▸ To do
Copy the complete listing that follows, letter for letter.

▸ Records to process
---

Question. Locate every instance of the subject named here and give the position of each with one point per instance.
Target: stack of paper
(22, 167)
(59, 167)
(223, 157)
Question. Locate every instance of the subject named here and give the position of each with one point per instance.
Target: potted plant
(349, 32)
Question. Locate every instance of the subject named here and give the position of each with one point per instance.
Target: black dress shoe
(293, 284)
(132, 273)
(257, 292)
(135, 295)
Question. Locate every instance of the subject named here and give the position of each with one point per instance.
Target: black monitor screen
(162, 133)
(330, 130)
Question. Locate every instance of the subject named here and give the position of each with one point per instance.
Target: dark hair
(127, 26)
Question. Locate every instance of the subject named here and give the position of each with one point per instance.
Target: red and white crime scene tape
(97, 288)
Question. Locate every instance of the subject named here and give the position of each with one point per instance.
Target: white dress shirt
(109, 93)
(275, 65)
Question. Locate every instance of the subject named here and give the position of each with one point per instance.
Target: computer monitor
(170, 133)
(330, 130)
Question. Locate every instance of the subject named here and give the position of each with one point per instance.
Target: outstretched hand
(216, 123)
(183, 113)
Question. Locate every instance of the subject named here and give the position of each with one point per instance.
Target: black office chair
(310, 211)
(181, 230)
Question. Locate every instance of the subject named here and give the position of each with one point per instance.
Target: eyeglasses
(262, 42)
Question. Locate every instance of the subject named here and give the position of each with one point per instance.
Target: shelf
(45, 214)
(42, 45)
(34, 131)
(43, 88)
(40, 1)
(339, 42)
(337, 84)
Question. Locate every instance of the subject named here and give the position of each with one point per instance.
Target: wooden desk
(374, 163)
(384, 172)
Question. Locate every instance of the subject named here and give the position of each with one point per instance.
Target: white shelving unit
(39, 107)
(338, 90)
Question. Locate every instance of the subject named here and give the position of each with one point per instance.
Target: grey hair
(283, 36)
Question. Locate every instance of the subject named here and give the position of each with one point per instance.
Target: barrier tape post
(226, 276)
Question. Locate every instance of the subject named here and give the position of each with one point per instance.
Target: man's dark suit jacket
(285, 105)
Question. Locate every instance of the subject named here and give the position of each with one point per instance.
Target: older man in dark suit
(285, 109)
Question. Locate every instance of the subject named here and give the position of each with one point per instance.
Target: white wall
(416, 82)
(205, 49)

---

▸ Solution for this problem
Question. Locate every instance of the subject named here and give the position of each with one point per instance.
Target: stack of paper
(22, 167)
(59, 167)
(223, 157)
Question. Locate every instance of the subject named here and give the position of each with one point per instance.
Target: potted plant
(349, 32)
Question. Locate every instance of the subject named here and give the position of each with one point per instance.
Target: black dress shoe
(293, 284)
(132, 273)
(257, 292)
(135, 295)
Question. Locate every instance of the subject named here and give the position of each with one point per instance.
Target: black monitor screen
(162, 133)
(330, 130)
Question. Locate every instance of the subject named here and give the position of each with one point per instance.
Target: dark hair
(127, 26)
Question. Locate every instance of the subject named here and give the position of each with one point per instance.
Target: red and white crime scene tape
(97, 288)
Question. Locate every instance of the subject named here and give the position of each with one point per instance.
Target: white dress shirt
(109, 93)
(275, 65)
Question. Locate every instance of the subject named here and give the position of each with one point per instance.
Target: computer monitor
(170, 133)
(330, 130)
Question. Locate every instance of the subject named here and give the position of each with one point per instance.
Target: outstretched hand
(216, 123)
(183, 113)
Question. Locate every instance of the subject named here and give the position of each with one point per instance.
Target: black office chair
(310, 211)
(181, 230)
Question. Locate every instance of the subject named here and give the position of each with one point per instance.
Target: eyeglasses
(262, 42)
Question. Locate every instance of the subject named here and give the position of each with one point per instance.
Target: shelf
(45, 214)
(42, 45)
(34, 131)
(43, 88)
(40, 1)
(339, 42)
(337, 84)
Question. Locate every instance of the subject named here and give the position of each with one point per instance.
Target: wooden desk
(374, 163)
(384, 172)
Question. Locate every instance of the subject named here and give the position of each with one point per instance.
Target: white shelving unit
(39, 107)
(338, 90)
Question. Locate every instance of the subject named here and give the position of each with one point per instance.
Target: grey hair
(283, 36)
Question. Locate every instance of the subject named here and give the position of each with one point per instance.
Target: barrier tape post
(226, 276)
Question. Locate every instance of the subject named here and give the position of each with one point per instance.
Target: man's dark suit jacket
(285, 105)
Question. Locate every instance of the subject named here and give the position of each with one point per instance.
Target: older man in dark suit
(285, 109)
Question. Locate every instance of the subject named here and give the position of each with one point per instance.
Target: white wall
(416, 82)
(205, 49)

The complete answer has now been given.